■ **Recorded data**
══════════
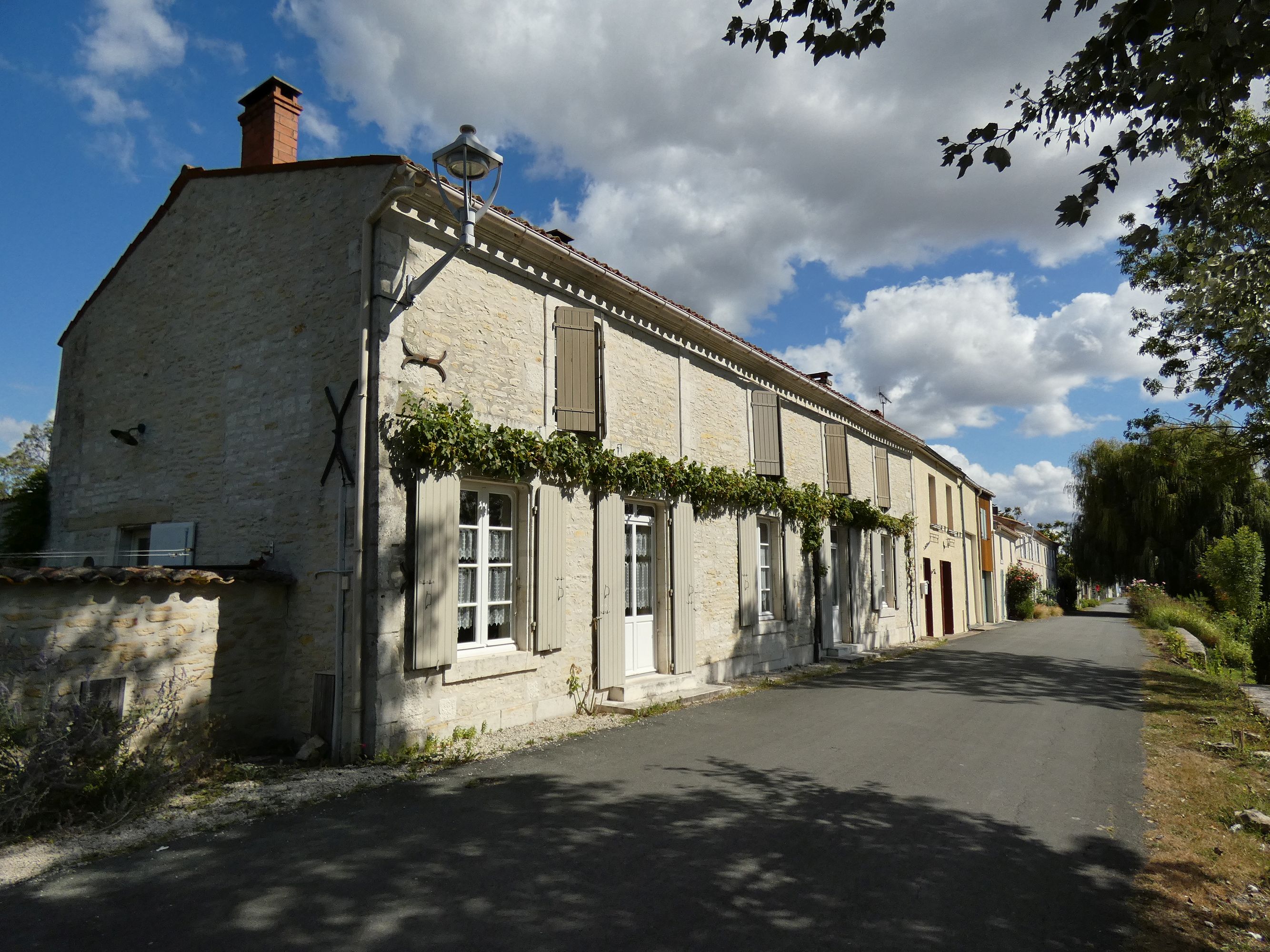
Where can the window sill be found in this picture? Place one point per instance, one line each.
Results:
(490, 665)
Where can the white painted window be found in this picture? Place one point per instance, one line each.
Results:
(487, 578)
(769, 566)
(888, 572)
(157, 544)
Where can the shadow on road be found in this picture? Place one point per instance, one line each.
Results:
(717, 857)
(997, 676)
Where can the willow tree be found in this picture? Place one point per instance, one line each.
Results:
(1151, 507)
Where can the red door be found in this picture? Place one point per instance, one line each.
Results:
(930, 598)
(947, 596)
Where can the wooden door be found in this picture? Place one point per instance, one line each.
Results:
(930, 598)
(947, 596)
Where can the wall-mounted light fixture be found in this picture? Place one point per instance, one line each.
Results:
(126, 436)
(469, 160)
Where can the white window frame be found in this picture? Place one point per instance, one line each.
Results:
(890, 588)
(483, 644)
(772, 551)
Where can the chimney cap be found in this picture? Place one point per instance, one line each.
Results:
(269, 87)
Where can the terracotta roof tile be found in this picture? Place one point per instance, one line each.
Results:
(140, 575)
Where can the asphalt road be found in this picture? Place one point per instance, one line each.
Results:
(978, 796)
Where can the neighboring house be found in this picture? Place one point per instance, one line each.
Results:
(1031, 549)
(950, 559)
(237, 323)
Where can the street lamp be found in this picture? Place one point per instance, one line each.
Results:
(468, 160)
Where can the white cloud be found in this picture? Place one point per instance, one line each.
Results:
(132, 37)
(713, 172)
(106, 105)
(117, 147)
(10, 432)
(227, 50)
(317, 124)
(950, 353)
(1038, 489)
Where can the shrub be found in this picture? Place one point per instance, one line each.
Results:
(1260, 645)
(1235, 566)
(77, 764)
(1235, 653)
(1020, 585)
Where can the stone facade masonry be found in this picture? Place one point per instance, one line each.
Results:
(224, 644)
(225, 324)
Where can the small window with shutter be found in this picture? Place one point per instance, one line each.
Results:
(837, 473)
(768, 433)
(882, 476)
(578, 394)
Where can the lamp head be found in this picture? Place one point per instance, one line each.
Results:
(467, 158)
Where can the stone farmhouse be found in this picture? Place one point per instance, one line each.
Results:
(257, 333)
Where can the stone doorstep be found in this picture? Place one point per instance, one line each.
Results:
(848, 652)
(656, 684)
(1194, 645)
(701, 692)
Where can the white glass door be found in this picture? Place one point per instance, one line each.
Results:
(640, 627)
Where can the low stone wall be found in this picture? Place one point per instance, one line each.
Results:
(220, 636)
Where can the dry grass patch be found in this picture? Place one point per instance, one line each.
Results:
(1204, 886)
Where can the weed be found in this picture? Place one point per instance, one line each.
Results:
(657, 709)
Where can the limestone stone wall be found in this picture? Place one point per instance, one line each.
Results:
(220, 333)
(494, 323)
(225, 644)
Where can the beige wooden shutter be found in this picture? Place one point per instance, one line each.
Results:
(610, 593)
(882, 476)
(768, 433)
(836, 459)
(685, 644)
(436, 573)
(747, 568)
(577, 372)
(549, 574)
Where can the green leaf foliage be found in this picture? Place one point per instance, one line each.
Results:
(1235, 566)
(444, 438)
(1213, 273)
(27, 457)
(1150, 507)
(25, 517)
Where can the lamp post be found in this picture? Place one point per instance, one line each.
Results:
(467, 160)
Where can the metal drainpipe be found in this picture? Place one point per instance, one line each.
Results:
(966, 558)
(365, 425)
(912, 575)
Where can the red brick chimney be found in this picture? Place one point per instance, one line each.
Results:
(271, 124)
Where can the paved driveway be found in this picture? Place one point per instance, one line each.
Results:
(980, 796)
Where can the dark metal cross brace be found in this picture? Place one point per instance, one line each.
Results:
(337, 452)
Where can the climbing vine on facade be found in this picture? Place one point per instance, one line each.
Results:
(444, 438)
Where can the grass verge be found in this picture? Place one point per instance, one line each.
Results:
(1203, 885)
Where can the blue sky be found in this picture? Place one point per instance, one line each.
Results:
(803, 208)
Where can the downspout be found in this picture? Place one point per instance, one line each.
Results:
(912, 541)
(966, 558)
(356, 743)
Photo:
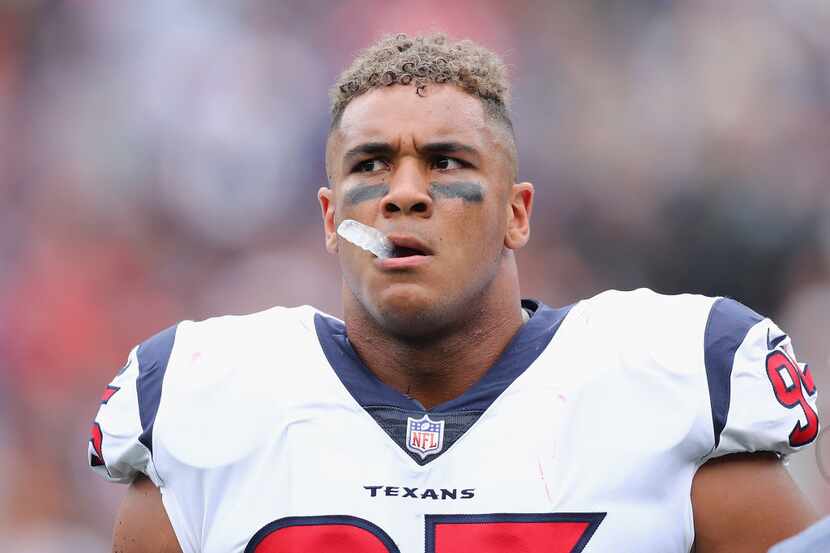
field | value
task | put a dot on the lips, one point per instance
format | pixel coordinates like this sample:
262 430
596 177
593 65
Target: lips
408 246
410 252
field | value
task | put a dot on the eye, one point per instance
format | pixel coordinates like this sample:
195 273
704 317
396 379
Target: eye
444 163
370 166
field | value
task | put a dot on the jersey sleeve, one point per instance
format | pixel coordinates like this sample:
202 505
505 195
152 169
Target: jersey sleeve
762 398
121 445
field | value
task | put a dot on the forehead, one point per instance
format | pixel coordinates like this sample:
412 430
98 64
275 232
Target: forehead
397 113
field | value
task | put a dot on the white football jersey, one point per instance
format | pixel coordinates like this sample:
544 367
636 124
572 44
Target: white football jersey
267 434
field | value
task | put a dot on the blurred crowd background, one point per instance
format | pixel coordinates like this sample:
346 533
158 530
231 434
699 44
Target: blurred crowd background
159 161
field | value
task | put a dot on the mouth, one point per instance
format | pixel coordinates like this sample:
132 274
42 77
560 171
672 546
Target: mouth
408 246
408 252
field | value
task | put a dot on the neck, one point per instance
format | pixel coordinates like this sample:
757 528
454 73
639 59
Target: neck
440 367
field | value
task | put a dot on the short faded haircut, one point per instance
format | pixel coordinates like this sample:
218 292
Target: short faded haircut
425 59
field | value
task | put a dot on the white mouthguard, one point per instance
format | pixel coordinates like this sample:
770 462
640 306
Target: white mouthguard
366 237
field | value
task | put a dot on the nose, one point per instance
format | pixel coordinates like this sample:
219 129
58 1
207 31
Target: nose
408 193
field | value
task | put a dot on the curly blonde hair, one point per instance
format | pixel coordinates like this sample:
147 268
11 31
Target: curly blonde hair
425 59
420 60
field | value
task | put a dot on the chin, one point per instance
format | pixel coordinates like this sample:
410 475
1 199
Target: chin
410 311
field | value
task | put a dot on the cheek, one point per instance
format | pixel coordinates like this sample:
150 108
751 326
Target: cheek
479 227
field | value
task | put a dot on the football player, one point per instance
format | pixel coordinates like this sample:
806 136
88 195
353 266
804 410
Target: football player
445 414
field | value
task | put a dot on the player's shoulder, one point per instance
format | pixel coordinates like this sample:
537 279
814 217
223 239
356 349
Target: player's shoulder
681 330
271 324
643 306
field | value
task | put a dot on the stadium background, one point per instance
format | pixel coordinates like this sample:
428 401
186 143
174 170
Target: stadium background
159 161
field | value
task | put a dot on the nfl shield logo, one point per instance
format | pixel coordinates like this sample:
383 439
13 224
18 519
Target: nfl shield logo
424 436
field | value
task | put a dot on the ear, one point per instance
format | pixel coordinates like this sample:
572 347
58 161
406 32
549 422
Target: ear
518 216
326 198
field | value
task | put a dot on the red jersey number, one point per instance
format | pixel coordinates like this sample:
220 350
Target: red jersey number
789 384
497 533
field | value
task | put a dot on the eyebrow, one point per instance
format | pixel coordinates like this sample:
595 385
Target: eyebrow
449 147
368 149
386 149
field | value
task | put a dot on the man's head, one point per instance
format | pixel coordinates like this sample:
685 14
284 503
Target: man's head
421 147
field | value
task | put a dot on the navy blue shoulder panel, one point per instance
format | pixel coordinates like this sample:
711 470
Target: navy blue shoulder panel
729 323
153 356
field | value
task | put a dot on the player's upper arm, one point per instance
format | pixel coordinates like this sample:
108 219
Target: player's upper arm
142 525
763 403
745 503
761 398
121 448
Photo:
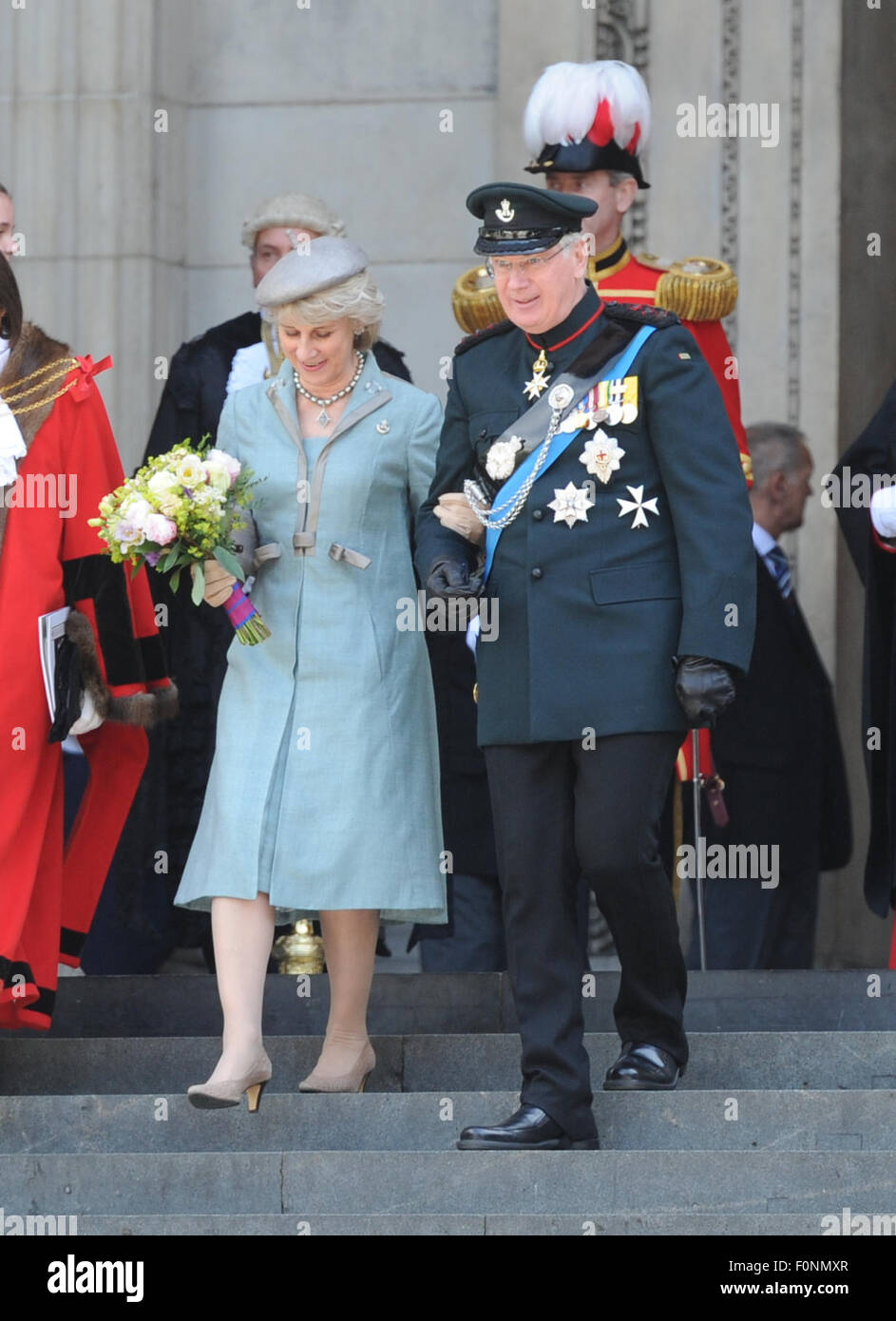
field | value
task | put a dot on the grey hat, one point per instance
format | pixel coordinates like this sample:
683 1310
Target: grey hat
300 274
291 210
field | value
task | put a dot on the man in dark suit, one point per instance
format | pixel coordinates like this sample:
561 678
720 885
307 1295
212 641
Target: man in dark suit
862 491
777 747
594 441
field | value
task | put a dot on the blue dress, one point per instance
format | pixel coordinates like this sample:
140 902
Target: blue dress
324 788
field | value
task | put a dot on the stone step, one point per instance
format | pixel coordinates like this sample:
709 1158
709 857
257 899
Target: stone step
588 1185
472 1002
431 1121
456 1063
448 1225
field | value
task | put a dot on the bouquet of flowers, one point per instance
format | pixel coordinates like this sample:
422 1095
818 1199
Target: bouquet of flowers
178 511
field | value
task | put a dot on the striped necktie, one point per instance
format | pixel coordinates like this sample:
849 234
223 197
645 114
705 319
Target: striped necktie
780 565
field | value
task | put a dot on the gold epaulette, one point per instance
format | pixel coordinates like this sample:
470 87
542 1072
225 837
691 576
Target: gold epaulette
696 290
274 356
37 389
475 301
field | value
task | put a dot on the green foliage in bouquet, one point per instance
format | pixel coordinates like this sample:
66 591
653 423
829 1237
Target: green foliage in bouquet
179 510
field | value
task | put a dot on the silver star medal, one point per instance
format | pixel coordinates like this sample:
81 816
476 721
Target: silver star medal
601 456
638 507
571 505
533 389
585 415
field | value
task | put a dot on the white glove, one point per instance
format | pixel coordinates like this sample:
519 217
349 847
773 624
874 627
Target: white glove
88 718
453 511
883 511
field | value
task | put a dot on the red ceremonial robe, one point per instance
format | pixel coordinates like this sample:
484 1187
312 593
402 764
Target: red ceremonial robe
49 558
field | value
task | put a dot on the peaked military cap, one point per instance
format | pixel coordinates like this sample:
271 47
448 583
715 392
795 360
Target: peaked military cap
308 270
521 219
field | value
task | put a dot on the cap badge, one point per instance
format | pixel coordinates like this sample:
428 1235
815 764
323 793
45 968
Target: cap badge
533 389
620 399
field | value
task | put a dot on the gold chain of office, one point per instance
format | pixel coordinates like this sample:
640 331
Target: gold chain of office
28 386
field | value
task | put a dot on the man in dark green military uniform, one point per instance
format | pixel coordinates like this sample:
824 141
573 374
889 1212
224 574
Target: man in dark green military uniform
618 546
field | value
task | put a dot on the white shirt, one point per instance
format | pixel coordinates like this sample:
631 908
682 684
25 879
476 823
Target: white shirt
12 446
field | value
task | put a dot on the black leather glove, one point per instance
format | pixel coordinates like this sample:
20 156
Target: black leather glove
703 690
450 578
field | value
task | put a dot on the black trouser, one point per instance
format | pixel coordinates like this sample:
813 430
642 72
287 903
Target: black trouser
561 810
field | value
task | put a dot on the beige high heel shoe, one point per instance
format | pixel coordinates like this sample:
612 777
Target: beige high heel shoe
352 1081
217 1096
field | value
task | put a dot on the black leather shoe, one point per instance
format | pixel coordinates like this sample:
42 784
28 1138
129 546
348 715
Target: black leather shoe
527 1130
644 1067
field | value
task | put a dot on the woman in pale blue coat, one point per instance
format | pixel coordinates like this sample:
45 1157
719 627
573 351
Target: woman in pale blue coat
323 796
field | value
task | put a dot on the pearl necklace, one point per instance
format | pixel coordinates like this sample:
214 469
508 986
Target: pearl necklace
324 417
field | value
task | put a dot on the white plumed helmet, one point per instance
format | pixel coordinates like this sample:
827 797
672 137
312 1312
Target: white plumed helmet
588 117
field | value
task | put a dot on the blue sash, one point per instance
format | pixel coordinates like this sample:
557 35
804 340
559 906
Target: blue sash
618 368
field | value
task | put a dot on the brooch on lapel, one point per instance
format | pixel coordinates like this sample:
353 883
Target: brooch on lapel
620 399
571 505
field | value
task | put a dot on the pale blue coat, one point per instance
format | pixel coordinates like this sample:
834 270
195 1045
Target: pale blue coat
324 788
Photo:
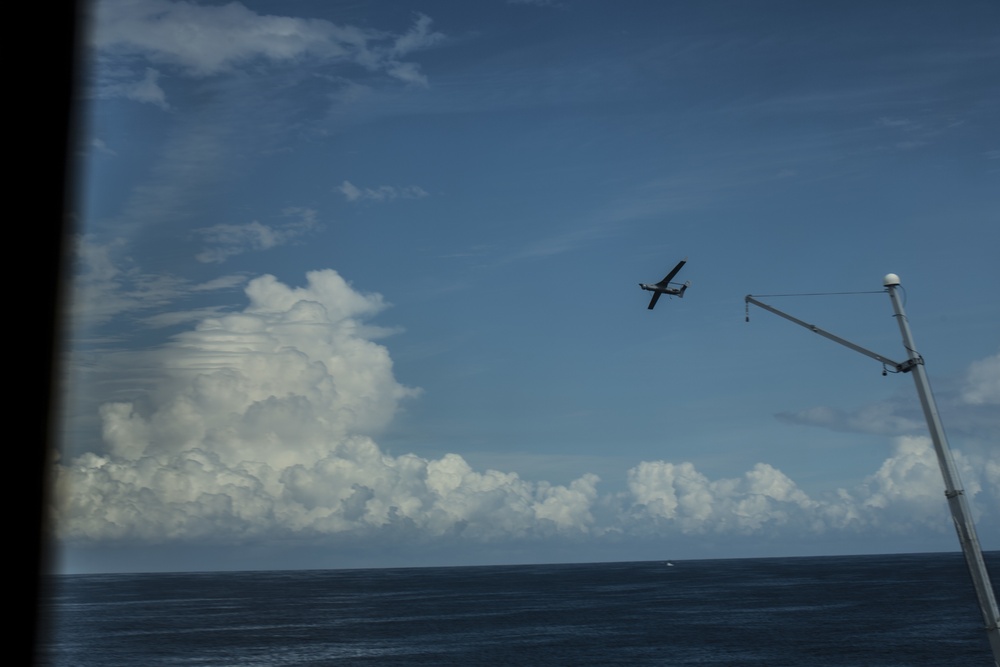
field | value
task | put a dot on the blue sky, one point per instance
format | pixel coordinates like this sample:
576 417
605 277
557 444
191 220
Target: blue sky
357 283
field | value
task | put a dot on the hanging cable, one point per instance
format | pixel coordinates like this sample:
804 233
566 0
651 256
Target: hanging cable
821 293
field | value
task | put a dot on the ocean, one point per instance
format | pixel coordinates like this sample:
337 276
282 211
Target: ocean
850 611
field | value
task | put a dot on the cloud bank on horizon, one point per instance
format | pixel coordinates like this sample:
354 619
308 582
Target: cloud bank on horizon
262 425
197 419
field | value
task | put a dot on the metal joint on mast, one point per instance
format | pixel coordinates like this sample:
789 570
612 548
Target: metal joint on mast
957 501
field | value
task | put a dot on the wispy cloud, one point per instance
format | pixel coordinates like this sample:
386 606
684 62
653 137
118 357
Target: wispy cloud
970 405
381 193
262 420
206 40
227 240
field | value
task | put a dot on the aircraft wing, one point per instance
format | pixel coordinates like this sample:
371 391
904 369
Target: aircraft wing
673 272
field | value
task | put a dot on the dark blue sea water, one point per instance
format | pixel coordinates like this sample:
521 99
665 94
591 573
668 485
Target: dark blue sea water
916 609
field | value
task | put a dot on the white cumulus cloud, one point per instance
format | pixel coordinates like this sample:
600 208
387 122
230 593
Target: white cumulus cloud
261 424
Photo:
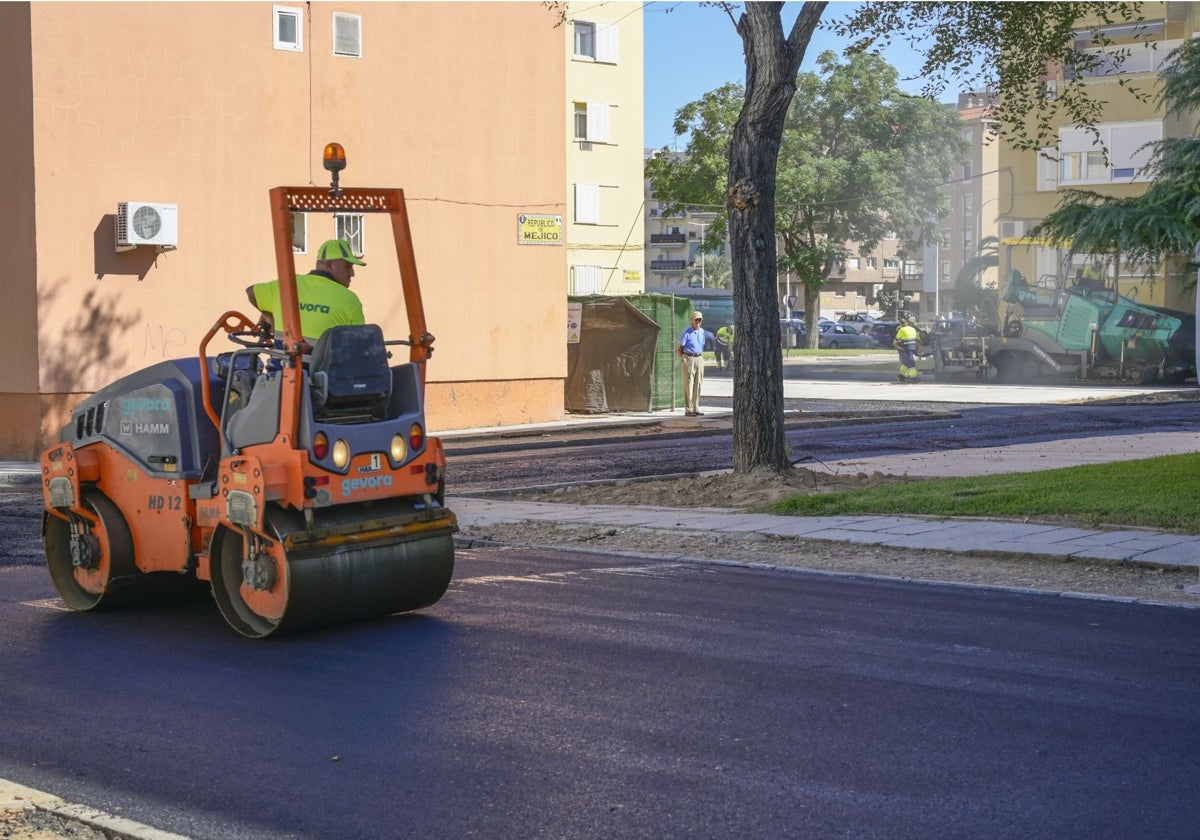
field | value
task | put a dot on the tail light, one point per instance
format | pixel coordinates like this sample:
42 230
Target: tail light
399 449
341 454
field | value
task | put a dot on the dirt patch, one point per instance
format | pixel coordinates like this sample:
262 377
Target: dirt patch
755 491
726 490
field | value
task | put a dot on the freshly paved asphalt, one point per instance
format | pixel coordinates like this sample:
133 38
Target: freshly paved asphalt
1134 546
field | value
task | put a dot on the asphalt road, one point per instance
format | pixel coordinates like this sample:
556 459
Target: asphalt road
823 432
586 696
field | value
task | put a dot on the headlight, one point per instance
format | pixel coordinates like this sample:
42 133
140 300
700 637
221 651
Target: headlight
321 445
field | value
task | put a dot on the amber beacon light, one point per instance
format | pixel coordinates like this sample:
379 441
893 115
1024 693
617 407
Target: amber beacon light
335 161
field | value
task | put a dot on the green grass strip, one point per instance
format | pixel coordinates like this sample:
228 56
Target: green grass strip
1162 493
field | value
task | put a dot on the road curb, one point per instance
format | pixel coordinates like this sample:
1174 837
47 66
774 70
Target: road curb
723 425
19 798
══════════
■ **Task directions**
Go over the records above and tally the lines with the word "lamp" in them. Give the number alone.

■ **Response**
3